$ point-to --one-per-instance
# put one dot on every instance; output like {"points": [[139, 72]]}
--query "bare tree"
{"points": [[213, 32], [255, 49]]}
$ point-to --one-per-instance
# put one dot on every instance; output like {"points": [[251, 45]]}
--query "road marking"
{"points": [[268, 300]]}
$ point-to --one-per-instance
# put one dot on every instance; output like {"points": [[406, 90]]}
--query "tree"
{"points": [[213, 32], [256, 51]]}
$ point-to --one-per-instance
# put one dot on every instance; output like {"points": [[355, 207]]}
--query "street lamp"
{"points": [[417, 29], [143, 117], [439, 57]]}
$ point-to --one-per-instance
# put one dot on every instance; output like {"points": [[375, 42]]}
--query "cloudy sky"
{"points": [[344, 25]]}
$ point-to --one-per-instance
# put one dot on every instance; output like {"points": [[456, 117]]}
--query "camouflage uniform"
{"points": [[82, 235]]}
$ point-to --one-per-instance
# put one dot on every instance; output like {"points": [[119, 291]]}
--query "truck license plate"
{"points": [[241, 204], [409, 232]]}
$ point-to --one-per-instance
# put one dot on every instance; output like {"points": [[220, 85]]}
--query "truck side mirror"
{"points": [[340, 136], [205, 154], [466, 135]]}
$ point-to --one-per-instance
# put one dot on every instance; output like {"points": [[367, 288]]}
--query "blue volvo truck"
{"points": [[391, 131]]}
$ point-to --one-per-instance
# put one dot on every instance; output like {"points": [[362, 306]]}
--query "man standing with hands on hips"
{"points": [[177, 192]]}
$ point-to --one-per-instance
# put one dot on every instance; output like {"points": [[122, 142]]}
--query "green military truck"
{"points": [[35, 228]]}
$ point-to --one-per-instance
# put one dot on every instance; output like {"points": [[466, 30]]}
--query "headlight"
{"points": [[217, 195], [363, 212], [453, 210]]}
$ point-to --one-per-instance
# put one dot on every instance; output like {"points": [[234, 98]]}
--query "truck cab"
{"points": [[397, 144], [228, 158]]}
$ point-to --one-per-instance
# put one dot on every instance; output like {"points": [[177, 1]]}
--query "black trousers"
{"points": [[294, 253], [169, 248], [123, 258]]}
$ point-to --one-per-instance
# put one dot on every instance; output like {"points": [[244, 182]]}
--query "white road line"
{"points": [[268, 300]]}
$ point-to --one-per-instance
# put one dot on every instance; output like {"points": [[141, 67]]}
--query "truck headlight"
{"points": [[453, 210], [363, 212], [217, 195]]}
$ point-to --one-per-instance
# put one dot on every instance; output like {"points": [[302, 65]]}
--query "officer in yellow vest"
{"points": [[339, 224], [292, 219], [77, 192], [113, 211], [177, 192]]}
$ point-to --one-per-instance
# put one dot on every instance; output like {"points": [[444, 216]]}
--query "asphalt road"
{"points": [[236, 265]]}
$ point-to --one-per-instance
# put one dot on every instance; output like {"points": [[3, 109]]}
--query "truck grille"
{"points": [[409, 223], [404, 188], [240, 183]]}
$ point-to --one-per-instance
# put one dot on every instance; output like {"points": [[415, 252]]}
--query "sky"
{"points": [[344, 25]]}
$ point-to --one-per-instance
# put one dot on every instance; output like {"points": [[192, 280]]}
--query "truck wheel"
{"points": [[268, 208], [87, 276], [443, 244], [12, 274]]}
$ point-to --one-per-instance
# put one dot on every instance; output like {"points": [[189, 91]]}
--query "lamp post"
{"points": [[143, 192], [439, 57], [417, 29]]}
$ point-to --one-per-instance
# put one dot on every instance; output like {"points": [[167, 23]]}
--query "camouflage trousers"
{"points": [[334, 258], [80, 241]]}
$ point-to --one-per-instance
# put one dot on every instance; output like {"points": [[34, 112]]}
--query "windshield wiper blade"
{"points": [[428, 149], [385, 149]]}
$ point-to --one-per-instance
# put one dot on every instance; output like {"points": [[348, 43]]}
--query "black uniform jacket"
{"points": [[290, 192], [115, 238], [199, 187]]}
--
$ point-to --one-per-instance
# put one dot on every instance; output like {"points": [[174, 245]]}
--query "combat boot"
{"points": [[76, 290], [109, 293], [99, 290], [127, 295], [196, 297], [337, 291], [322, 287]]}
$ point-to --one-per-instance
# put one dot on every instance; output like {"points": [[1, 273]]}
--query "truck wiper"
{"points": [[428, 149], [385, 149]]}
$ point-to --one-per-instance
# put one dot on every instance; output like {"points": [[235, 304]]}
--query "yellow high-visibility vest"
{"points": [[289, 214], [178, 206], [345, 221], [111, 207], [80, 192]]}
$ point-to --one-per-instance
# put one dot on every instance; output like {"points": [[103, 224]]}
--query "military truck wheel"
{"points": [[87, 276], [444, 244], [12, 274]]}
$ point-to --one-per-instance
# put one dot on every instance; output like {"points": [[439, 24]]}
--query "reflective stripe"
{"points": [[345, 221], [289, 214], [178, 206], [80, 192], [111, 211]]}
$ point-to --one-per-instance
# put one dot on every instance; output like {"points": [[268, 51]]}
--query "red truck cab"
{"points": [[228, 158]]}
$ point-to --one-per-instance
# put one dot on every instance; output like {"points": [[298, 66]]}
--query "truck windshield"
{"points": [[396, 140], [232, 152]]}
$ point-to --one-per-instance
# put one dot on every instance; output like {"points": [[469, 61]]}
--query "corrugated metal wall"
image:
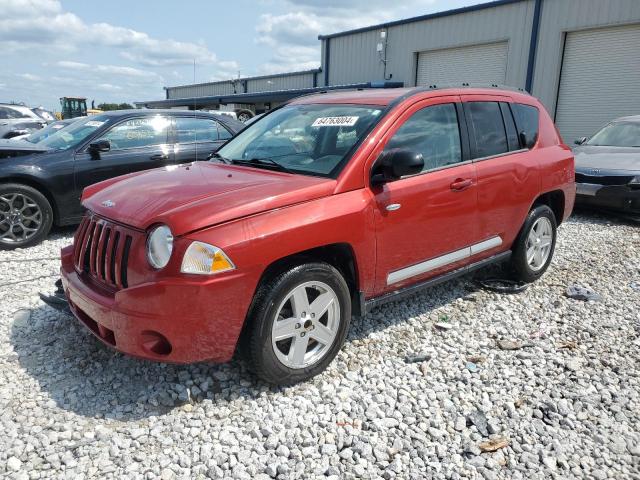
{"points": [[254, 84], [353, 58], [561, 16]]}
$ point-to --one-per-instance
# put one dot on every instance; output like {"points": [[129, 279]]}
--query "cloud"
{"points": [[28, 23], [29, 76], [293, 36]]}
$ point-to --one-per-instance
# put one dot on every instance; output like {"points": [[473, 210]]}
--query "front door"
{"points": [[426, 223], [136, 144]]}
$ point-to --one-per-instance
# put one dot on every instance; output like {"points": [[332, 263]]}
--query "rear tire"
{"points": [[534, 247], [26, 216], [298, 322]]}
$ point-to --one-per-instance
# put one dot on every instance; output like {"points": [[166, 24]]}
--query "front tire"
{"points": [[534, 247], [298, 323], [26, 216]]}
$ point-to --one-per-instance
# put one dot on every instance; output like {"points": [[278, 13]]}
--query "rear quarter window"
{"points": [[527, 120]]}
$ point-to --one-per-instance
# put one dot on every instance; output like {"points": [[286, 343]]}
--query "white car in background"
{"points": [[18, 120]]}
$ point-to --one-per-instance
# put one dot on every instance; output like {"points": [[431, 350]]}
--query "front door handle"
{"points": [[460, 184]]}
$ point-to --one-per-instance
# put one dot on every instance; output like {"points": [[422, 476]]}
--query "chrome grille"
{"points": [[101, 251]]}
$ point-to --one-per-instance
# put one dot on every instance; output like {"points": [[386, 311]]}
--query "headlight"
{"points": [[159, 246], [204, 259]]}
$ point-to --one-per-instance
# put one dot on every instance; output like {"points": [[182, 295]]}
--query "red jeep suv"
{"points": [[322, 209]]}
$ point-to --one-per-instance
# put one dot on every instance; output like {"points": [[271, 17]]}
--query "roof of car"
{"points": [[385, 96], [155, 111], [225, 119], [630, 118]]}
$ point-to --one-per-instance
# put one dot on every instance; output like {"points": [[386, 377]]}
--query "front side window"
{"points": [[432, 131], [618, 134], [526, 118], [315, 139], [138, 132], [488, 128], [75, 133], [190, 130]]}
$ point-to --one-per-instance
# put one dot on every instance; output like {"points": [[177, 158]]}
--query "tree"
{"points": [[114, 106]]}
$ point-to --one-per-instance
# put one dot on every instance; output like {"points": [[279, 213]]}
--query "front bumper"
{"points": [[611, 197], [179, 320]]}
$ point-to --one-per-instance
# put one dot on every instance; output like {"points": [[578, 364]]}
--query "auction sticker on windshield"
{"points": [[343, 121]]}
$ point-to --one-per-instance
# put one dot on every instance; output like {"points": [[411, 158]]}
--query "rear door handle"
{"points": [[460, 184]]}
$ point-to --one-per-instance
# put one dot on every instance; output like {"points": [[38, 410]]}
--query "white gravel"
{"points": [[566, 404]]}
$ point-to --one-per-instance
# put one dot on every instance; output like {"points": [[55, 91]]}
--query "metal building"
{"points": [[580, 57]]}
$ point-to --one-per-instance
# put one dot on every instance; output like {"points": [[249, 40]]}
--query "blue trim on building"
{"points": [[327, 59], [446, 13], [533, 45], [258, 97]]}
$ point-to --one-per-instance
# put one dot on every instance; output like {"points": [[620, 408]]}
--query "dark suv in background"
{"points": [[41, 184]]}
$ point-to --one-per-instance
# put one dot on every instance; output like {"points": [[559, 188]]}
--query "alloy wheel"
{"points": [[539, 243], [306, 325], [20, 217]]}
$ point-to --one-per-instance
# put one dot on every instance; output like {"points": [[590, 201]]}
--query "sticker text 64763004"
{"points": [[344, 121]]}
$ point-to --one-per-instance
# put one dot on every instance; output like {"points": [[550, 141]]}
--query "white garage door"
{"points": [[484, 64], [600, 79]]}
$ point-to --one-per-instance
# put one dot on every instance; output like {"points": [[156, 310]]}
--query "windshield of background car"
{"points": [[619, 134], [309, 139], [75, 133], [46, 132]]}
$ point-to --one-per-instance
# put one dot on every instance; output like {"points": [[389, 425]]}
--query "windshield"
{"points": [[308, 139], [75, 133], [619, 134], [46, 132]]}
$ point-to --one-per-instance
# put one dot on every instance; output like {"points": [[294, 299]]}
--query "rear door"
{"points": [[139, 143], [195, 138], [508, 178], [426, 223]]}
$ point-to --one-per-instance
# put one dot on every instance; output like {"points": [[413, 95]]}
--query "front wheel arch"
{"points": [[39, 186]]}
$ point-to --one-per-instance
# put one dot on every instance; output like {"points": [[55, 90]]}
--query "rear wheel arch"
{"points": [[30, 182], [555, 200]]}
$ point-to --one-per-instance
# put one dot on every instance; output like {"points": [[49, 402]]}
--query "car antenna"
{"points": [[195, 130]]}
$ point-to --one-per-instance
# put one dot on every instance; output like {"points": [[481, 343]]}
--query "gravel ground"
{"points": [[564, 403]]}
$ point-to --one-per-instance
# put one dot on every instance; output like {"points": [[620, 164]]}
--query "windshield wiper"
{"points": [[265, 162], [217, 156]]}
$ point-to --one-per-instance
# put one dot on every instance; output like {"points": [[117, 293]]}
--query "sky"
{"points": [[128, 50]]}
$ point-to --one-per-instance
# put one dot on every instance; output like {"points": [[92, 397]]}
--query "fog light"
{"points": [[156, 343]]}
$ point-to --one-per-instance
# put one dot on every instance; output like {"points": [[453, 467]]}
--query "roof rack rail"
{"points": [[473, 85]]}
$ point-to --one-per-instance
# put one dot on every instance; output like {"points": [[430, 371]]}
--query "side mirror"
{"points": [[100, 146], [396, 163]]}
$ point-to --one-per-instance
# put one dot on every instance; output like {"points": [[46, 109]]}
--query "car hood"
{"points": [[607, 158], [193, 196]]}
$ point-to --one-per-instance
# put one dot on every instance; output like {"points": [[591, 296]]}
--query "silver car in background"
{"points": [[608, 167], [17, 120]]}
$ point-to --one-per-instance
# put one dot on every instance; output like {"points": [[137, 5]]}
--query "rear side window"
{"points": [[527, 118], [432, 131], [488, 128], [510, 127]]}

• **Aim**
Find each line above that contains the word "metal", and copy every one of those lines.

• **Finished task**
--query "corrugated metal wall"
--query "metal building"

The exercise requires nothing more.